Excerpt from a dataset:
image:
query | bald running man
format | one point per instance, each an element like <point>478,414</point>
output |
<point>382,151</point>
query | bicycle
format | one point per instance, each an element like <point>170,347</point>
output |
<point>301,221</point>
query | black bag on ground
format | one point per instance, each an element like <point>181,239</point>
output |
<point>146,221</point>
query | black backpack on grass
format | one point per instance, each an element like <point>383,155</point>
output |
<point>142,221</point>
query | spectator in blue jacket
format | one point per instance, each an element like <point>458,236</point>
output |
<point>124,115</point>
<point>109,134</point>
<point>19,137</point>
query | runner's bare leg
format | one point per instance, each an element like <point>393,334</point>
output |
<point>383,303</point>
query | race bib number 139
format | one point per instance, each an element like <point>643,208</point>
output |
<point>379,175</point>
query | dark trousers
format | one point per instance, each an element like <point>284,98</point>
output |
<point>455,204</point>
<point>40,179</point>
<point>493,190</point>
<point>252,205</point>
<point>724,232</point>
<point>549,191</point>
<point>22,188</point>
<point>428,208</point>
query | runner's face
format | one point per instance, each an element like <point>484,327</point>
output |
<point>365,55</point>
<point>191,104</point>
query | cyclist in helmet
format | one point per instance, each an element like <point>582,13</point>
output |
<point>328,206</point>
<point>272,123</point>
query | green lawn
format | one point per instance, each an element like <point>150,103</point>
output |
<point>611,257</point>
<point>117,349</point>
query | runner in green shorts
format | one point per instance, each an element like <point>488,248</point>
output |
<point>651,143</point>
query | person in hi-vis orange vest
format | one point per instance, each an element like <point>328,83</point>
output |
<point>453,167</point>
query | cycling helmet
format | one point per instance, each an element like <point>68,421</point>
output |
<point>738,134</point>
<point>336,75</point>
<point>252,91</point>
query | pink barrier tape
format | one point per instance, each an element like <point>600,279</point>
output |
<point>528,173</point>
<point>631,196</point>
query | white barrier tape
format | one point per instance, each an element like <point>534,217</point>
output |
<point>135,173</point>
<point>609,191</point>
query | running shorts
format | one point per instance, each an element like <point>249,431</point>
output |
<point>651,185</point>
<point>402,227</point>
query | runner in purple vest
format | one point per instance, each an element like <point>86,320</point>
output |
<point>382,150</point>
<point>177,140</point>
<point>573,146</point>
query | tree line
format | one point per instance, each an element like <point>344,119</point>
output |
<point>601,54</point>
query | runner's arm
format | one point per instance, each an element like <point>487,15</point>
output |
* * *
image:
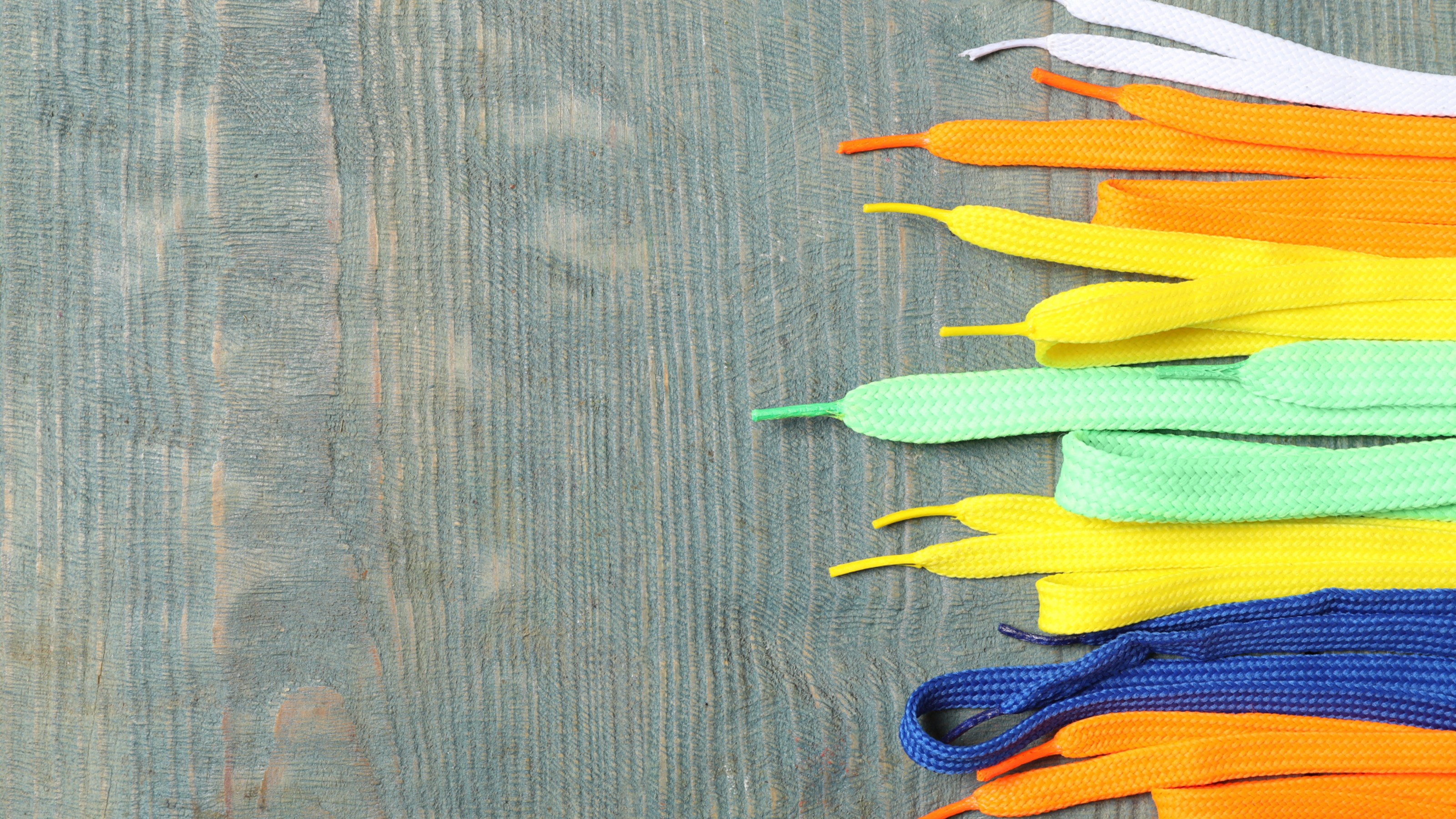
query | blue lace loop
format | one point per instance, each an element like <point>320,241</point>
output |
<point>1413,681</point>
* * *
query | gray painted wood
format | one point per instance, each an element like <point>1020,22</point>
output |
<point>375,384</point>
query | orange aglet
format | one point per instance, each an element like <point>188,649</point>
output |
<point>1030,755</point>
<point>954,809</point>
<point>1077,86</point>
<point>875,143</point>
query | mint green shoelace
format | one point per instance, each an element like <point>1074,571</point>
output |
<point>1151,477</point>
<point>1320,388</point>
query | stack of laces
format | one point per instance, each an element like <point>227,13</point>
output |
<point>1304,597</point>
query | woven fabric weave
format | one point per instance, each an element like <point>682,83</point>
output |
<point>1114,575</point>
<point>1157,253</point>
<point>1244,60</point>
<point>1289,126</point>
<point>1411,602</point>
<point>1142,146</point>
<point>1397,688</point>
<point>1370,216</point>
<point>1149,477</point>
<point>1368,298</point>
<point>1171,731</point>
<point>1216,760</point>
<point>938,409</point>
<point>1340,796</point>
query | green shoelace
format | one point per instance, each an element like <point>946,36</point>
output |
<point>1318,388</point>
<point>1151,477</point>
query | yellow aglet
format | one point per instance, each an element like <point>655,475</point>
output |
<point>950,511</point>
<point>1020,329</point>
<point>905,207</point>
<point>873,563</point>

THE TASK:
Pick out every line above that contains the word "black" and copy each one.

WRITTEN SOLUTION:
query | black bag on ground
query | black backpack on grass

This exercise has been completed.